# Start of Data for processing
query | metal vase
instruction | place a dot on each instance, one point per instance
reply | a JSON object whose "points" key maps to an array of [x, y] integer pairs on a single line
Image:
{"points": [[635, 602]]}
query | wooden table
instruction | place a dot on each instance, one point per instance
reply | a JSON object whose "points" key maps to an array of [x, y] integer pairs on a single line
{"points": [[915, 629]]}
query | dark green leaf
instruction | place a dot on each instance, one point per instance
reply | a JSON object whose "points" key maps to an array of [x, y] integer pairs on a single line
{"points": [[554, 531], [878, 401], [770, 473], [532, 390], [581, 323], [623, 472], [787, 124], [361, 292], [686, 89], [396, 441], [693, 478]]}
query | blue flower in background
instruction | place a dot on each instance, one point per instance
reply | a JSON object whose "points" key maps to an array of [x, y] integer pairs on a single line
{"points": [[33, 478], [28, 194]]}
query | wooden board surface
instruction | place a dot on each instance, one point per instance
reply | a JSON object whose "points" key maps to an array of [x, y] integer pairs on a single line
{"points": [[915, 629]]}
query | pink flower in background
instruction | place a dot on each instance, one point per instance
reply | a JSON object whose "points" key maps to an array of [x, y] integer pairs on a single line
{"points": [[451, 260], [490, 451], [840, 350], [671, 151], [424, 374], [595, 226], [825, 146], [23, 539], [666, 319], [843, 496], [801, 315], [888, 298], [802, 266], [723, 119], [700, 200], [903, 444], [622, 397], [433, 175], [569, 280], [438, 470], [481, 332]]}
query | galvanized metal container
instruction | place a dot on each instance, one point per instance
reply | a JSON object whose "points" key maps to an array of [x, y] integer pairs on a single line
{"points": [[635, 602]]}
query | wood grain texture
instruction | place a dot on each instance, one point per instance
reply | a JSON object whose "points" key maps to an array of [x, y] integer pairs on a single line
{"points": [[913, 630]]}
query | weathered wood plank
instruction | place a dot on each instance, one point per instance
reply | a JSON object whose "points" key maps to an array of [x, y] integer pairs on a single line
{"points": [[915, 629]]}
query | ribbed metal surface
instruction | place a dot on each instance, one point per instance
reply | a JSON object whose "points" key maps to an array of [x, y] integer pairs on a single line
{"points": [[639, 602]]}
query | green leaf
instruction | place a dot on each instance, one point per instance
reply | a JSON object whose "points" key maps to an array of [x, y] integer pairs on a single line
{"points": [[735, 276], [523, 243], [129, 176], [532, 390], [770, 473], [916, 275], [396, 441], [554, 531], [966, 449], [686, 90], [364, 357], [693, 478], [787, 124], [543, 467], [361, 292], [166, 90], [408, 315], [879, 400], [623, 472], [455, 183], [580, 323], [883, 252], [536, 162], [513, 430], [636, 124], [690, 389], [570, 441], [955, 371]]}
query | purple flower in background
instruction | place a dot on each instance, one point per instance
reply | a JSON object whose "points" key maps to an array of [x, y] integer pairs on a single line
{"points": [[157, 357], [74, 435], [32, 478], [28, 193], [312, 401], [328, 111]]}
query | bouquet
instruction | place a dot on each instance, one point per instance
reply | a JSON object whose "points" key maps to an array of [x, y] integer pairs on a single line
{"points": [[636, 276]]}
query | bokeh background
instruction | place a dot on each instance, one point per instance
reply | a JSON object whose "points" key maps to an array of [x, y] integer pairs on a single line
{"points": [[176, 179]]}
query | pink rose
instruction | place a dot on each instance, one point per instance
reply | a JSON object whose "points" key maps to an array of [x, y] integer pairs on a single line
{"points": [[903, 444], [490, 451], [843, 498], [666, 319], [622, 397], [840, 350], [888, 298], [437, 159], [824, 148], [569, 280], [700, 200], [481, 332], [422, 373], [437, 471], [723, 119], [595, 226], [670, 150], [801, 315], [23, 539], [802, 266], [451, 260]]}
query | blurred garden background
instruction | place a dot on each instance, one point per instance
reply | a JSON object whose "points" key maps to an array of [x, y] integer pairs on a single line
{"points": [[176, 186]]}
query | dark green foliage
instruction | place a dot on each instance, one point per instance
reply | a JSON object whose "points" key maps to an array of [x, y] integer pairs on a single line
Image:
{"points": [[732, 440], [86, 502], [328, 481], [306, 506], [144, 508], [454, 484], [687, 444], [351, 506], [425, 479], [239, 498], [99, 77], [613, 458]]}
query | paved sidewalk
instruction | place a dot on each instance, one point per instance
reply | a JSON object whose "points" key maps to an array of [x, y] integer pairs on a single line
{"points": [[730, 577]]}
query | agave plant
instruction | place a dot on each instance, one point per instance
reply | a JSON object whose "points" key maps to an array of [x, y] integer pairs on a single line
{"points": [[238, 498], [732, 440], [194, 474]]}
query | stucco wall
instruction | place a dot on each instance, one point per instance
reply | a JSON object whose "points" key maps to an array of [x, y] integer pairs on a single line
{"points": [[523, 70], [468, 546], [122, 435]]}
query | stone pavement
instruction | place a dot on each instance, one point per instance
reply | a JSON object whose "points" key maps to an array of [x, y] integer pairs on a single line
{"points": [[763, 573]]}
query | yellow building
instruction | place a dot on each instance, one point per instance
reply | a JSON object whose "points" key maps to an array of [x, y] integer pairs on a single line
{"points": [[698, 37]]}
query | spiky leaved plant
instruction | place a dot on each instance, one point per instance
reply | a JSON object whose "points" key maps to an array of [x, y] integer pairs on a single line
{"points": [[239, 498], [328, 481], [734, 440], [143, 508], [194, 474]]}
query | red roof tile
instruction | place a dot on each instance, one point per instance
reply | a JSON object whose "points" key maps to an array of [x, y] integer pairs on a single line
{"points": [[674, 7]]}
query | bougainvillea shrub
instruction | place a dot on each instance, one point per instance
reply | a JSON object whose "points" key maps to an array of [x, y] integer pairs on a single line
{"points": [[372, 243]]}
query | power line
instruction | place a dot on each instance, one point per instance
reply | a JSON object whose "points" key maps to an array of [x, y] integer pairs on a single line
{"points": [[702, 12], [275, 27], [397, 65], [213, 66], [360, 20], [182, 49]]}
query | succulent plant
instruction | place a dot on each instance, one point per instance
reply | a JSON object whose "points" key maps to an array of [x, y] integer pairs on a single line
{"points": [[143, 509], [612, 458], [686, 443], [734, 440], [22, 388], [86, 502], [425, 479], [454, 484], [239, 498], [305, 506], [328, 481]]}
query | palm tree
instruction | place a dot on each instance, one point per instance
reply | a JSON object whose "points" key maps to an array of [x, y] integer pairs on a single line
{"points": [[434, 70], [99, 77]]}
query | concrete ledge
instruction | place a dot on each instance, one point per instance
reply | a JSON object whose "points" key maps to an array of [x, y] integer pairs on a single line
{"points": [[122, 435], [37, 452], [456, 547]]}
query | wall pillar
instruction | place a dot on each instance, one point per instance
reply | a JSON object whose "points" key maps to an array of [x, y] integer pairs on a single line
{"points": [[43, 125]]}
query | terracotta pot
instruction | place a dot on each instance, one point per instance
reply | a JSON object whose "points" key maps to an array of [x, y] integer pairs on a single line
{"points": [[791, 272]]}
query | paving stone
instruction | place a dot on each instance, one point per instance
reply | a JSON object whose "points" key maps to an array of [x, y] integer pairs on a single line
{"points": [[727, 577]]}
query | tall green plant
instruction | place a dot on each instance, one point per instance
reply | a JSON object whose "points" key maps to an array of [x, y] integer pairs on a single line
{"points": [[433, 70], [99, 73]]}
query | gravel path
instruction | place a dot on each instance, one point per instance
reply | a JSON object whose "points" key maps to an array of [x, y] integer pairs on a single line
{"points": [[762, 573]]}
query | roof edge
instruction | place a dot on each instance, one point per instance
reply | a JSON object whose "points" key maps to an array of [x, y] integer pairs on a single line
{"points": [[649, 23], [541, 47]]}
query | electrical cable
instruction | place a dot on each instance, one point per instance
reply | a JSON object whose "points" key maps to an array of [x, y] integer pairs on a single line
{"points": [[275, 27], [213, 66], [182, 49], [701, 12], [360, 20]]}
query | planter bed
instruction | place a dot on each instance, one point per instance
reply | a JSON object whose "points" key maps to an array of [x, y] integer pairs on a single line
# End of Data for processing
Given instruction
Only the lines from the one holding "query | concrete ledge" through the end of the listing should be given again, exactly and with both ends included.

Correct output
query | concrete ledge
instruction | place a dot on each instance, one point per instance
reply | a JSON object whose "points" key maps to an array of [x, y] integer pairs on a single line
{"points": [[122, 435], [37, 452], [456, 547]]}
query | wall pillar
instruction | place a dot on each instance, one point per instance
reply | a JSON object whose "points" key maps to an array of [x, y] integer pairs on a single line
{"points": [[43, 125]]}
query | terracotta pot
instruction | place a dot on each instance, one point per instance
reply | a JSON object whose "points" key maps to an array of [x, y] integer pairs on a single line
{"points": [[791, 272]]}
query | paving stone
instruction | place a dot on each instance, one point per instance
reply | a JSON object whose "points" key maps to an array of [x, y] integer pairs on a single line
{"points": [[727, 577]]}
query | tall green plant
instruction | place a dot on each instance, one point per instance
reply | a JSON object whose "points" key maps to an array of [x, y] integer pairs on a single line
{"points": [[433, 70], [99, 73]]}
query | gravel path
instruction | place a dot on each instance, one point per instance
reply | a JSON object whose "points" key maps to an array of [x, y] integer pairs on a single line
{"points": [[762, 573]]}
query | roof edge
instruction | place a dot on each instance, one point per instance
reply | a JSON object whose "points" key maps to an array of [x, y] integer pairs on a single line
{"points": [[649, 23], [541, 47]]}
query | electrical cable
instruction | place a dot on each instance, one point per instance
reply | a JSON object whose "points" key maps to an array of [x, y] integer pairs on a single line
{"points": [[275, 27], [213, 66], [182, 49], [701, 12], [360, 20]]}
query | planter bed
instruction | place a dot on each instance, one point per instance
reply | a JSON object whose "points" key maps to an array of [x, y] integer pairs on a single line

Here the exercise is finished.